- **EXERCISE PROMPT**
Please rewrite everything from the line containing "Wildlife-tally tagging: find every instance of the water" down to the end of the records below, keeping each request as it is. Add 145 to both numbers of every coordinate pair in the answers.

- **Records**
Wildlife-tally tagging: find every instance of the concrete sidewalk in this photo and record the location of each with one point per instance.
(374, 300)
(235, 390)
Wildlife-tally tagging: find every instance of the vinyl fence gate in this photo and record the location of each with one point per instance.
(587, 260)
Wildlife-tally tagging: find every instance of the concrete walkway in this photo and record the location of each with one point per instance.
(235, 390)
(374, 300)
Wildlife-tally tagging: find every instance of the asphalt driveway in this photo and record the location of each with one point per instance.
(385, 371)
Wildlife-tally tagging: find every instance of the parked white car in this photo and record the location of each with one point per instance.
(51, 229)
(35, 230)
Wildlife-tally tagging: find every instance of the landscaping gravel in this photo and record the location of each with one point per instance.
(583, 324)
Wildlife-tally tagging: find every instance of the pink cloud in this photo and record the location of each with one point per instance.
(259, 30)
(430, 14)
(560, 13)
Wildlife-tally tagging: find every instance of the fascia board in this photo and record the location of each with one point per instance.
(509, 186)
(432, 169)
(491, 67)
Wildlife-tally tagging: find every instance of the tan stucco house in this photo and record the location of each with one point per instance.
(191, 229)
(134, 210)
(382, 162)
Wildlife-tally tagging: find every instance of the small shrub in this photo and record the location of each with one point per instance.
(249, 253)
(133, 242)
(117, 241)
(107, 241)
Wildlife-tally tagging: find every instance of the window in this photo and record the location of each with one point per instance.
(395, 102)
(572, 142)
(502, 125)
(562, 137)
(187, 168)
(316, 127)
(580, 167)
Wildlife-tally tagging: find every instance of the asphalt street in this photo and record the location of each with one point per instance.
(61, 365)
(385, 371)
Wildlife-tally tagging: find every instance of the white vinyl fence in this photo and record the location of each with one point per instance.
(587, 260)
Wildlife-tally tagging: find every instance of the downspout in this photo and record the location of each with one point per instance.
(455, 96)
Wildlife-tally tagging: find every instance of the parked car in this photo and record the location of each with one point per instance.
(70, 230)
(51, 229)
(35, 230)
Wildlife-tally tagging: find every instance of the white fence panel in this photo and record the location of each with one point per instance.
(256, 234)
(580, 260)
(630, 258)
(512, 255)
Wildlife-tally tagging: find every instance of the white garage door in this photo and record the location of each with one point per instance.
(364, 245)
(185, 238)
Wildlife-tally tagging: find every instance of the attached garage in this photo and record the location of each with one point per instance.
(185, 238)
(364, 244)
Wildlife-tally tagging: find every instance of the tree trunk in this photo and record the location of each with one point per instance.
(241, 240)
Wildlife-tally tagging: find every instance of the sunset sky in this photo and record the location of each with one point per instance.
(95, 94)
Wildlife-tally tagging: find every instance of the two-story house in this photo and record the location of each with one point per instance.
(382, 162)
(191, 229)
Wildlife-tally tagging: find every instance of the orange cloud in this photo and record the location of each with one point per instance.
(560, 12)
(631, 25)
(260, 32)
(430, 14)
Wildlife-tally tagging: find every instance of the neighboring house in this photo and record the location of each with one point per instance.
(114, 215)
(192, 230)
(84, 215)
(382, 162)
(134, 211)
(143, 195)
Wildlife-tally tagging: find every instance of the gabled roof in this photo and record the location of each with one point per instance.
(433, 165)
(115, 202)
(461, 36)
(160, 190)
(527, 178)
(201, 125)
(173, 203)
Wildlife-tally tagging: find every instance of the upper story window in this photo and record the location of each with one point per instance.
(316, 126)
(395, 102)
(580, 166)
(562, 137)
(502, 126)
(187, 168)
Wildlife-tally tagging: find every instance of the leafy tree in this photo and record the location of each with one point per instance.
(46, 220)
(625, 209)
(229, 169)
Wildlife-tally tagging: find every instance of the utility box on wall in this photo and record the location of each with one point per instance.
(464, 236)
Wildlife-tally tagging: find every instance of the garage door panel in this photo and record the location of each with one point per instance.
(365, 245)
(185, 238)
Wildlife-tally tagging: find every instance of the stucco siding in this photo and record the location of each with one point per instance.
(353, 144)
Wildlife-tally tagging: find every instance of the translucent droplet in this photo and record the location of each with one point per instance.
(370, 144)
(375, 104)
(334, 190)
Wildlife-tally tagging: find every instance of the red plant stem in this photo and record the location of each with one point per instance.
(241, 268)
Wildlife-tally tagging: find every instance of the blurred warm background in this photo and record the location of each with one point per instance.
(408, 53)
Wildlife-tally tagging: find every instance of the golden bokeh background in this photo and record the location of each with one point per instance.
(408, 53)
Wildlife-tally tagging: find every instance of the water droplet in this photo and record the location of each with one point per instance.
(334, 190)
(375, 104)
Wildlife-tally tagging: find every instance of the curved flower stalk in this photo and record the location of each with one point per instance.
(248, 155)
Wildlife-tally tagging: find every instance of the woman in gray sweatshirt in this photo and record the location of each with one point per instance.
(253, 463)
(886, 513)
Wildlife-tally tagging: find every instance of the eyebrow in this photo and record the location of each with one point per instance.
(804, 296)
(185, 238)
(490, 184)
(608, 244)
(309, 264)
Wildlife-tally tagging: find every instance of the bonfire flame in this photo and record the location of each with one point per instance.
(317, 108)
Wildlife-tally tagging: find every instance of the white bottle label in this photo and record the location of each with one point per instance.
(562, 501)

- **COMPLETE RESPONSE**
Wildlife-tally tagging: find every instance of the water droplet in this photo and record the location of each with one point per instance.
(479, 335)
(520, 249)
Wildlife-tally tagging: find every instance of the curved flower stalk in this photo and record the location of each with one point per instance.
(393, 300)
Wildlife-tally tagging: find every instance of the woman in gray sweatshirt in this photo and record the location of each with one point per instance.
(398, 608)
(1031, 658)
Wildlife-tally tagging: find every instance of the eyebrow in this photo and record the location of each with one point per instance.
(949, 441)
(330, 383)
(635, 329)
(753, 389)
(454, 409)
Wildlife-tally tagging: find every instance of the bonfire flame in this photo and record the location of each with one point per instance.
(462, 253)
Wildlife-tally tagging: find every instance of the white bottle label in this photo and record the location of each with one point per instance.
(707, 646)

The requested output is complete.